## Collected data
- Opening Delimiter -

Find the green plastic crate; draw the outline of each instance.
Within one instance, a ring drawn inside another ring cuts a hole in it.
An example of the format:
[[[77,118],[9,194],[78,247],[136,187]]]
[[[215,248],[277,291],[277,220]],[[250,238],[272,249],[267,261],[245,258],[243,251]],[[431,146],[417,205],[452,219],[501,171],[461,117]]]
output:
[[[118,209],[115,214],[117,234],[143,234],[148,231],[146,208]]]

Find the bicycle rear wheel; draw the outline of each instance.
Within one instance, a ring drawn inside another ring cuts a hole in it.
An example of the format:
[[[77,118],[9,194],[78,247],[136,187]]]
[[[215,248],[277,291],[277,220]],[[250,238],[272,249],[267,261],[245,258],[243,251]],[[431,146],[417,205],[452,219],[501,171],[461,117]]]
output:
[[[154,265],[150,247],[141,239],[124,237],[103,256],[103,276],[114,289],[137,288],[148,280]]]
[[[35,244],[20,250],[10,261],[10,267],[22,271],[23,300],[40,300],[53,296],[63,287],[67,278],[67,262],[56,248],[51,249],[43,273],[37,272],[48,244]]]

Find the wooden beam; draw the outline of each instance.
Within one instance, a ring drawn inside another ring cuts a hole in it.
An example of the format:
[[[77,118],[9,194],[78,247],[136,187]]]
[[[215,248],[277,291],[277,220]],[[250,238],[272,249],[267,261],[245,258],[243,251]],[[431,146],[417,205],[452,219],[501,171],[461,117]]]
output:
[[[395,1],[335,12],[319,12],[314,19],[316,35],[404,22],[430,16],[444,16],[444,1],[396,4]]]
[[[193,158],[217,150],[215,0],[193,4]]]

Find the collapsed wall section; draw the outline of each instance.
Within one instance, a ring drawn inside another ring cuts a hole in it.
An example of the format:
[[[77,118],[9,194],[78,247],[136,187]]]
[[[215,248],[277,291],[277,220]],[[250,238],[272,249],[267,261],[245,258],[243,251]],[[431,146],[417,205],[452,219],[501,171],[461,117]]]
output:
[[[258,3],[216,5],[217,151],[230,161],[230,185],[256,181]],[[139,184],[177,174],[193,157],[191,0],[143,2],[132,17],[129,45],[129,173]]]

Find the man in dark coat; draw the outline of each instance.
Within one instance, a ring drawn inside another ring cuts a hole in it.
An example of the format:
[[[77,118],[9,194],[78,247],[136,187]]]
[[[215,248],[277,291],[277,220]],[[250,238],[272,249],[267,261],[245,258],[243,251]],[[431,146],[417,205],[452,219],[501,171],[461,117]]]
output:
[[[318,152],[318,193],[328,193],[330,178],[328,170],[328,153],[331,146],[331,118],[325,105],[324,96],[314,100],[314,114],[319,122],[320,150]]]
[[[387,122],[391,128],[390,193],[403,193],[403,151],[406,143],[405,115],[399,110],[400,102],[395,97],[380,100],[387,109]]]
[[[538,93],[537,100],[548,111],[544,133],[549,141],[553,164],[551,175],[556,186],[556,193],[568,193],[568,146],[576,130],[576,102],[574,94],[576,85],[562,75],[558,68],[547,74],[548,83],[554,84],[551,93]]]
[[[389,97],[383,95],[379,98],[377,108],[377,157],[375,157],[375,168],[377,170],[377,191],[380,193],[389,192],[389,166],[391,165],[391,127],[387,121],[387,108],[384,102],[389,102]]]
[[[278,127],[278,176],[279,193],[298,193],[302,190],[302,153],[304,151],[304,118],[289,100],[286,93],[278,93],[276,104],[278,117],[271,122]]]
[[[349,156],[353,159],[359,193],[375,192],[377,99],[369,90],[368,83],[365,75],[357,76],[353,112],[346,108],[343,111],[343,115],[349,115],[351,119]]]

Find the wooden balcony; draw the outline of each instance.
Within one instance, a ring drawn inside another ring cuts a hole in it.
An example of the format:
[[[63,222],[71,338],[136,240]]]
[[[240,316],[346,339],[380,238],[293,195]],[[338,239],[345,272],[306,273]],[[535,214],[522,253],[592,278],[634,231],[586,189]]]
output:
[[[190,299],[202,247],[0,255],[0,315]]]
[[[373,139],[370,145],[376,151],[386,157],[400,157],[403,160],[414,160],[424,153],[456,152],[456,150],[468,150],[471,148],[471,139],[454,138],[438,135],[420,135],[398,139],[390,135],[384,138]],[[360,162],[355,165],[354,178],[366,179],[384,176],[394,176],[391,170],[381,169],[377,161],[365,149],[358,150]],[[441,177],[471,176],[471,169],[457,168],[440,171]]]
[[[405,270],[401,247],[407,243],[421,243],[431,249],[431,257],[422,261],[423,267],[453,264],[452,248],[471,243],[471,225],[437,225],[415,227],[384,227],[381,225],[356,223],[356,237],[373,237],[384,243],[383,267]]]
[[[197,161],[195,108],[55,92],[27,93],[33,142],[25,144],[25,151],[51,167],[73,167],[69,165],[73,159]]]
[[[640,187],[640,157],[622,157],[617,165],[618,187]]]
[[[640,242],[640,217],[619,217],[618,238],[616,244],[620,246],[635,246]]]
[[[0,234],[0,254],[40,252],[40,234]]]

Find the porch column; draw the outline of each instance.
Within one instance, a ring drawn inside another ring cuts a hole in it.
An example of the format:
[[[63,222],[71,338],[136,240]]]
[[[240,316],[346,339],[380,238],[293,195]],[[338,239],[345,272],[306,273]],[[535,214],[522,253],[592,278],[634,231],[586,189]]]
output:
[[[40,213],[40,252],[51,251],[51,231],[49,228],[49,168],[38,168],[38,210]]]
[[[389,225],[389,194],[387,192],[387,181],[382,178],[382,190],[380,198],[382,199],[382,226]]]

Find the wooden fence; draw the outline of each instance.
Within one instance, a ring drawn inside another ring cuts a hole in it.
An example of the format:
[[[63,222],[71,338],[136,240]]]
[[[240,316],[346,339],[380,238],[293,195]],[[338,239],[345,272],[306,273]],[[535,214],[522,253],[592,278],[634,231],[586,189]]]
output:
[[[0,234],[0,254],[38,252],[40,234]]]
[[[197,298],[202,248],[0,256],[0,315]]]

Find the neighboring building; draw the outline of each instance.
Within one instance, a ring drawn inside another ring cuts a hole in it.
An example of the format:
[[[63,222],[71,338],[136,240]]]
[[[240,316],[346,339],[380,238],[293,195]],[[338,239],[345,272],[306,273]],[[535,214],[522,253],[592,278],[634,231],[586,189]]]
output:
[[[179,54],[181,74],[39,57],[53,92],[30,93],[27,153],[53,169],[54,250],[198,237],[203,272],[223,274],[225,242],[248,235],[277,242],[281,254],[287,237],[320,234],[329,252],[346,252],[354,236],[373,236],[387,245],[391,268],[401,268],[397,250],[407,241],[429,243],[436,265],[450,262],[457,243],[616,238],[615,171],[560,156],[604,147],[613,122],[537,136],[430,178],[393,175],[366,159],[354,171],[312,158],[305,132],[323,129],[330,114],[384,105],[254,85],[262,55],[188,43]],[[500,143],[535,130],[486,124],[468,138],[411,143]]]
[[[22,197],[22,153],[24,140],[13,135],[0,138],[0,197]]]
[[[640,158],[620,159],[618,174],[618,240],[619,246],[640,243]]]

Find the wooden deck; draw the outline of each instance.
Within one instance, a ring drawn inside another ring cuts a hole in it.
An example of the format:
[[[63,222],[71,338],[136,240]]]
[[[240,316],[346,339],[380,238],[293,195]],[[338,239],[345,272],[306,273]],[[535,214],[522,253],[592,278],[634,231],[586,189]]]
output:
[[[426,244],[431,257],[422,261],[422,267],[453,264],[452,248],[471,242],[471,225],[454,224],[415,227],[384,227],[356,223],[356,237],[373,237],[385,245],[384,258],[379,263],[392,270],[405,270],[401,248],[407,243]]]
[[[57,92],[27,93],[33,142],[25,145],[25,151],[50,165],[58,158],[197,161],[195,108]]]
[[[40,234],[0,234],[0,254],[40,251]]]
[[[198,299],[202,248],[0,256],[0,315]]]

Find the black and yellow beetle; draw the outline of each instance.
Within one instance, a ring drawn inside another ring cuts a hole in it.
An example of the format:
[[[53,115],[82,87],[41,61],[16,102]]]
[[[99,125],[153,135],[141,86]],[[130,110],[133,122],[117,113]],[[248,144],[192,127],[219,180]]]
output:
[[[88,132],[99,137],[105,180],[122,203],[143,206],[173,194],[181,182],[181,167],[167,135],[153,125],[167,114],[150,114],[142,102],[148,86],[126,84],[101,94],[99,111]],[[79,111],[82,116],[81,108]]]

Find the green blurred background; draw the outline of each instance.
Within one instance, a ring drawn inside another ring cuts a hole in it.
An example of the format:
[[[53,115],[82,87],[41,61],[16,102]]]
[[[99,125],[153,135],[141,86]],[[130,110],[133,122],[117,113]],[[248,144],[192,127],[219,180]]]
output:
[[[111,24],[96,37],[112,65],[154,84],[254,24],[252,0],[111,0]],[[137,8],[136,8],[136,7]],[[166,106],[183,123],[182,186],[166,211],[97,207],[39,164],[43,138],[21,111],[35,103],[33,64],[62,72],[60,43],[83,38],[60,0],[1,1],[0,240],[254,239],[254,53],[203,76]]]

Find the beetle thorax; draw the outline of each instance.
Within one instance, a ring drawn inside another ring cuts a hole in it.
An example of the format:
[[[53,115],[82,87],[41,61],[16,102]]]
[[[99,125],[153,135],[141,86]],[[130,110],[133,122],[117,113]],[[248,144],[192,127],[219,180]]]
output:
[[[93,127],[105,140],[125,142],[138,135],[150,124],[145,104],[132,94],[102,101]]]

- Closing Delimiter -

## PROBLEM
Print the lines above, unchanged, from the start of the records to the line with "Find the bicycle", including that final line.

## PROBLEM SOLUTION
Find the green plastic crate; draw the outline of each instance.
Within one instance, a ring drawn inside another ring cuts a hole in it.
An example of the format:
[[[77,118],[9,194],[78,247],[136,187]]]
[[[215,248],[277,291],[277,220]],[[250,238],[272,249],[267,261],[245,258],[243,251]],[[431,146],[417,205],[452,219],[501,171],[461,117]]]
output:
[[[118,209],[115,214],[117,234],[143,234],[148,231],[146,208]]]

Find the bicycle rear wheel; draw the outline of each instance.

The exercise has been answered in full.